TASK:
Answer these questions about the bike lights thread.
(a) If the opening writer could have only one light, which light would it be?
(b) In the post by simongt, what type of back light was on his bike?
(c) According to RoubaixCube, how often might the Lezyne light need charging?

PROVIDED PASSAGE:
Personally if I was only to have one I think I'd want a back light, as I could always slow down at junctions and try to see if they were looking like they had seen me. At least that's what I've contemplated when I've seen cyclists with one light. Somehow not having a rear light makes me feel vulnerable. I don't think I'd do a roundabout in the dark without a front light, I'd have to walk that bit I suspect.


----------



## simongt (16 Oct 2015)

Reminds me of an occasion MANY years ago when I pal and I were out in the wilds of Norfolk one late Autumn and we'd stayed out longer than anticipated. Now, I had lights, my pal didn't. so, what seemed a sensible answer was to whip the front light off my bike and put it on his and with my back light; an EverReady 'torpedo' type - which was bolted on anyway - staying on mine. Thus with him in front and me behind, we though it a good expedient and got back to his house without any problems.


----------



## RoubaixCube (18 Oct 2015)

Gert Lush said:


> Do you think this would be any good for a cheap helmet light or maybe some under the handlebar front lights? Kind of like this but one direction http://www.evanscycles.com/products/lezyne/macro-drive-duo-combined-f-r-headlight-ec068663



That Lezyne doesnt look too bad for a helmet light or under handlebar light. The overall battery life might be an issue though. You might find yourself needing to charge it every 2-3 trips depending on how long your commute is.

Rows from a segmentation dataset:
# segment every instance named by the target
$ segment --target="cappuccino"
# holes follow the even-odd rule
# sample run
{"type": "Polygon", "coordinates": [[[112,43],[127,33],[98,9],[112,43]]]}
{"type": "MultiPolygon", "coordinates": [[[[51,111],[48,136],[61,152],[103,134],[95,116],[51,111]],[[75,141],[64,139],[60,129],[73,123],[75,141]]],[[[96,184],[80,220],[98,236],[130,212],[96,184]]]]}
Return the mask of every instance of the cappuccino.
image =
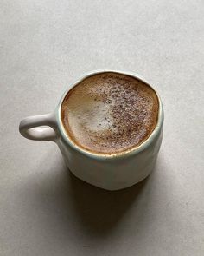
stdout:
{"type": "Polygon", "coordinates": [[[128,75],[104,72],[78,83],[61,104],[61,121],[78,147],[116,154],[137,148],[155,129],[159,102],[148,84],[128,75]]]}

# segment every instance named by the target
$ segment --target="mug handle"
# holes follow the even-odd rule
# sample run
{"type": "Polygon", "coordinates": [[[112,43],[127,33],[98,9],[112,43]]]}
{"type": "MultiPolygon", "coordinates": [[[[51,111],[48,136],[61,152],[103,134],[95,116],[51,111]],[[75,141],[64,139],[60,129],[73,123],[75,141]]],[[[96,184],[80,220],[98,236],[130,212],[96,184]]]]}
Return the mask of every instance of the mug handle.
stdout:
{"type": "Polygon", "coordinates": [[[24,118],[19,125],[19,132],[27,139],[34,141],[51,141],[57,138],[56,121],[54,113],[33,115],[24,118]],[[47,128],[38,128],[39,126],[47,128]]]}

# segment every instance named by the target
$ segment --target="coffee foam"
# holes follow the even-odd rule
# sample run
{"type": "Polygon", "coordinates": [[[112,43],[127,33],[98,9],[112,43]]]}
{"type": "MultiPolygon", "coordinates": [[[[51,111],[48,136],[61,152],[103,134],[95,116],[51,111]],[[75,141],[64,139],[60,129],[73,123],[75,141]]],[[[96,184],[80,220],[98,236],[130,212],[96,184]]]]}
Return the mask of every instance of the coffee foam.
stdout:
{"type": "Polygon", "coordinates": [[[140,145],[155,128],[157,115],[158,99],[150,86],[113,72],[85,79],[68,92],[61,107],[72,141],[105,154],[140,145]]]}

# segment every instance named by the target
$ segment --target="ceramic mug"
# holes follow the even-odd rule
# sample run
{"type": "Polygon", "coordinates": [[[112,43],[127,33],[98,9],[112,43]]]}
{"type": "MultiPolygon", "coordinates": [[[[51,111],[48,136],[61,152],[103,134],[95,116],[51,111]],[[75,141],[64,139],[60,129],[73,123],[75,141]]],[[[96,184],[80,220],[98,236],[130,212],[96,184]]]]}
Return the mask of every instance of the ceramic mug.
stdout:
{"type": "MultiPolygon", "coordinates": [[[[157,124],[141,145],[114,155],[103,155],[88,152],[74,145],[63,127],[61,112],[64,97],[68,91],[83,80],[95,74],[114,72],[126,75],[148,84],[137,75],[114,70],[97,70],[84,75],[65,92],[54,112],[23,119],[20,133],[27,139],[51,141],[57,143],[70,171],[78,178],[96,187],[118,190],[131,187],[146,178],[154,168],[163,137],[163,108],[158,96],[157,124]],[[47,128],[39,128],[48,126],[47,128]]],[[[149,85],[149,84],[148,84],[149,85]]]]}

SOLUTION TO THIS TASK:
(a) A back light.
(b) An EverReady "torpedo" type, which was bolted on.
(c) Every 2-3 trips, depending on how long the commute is.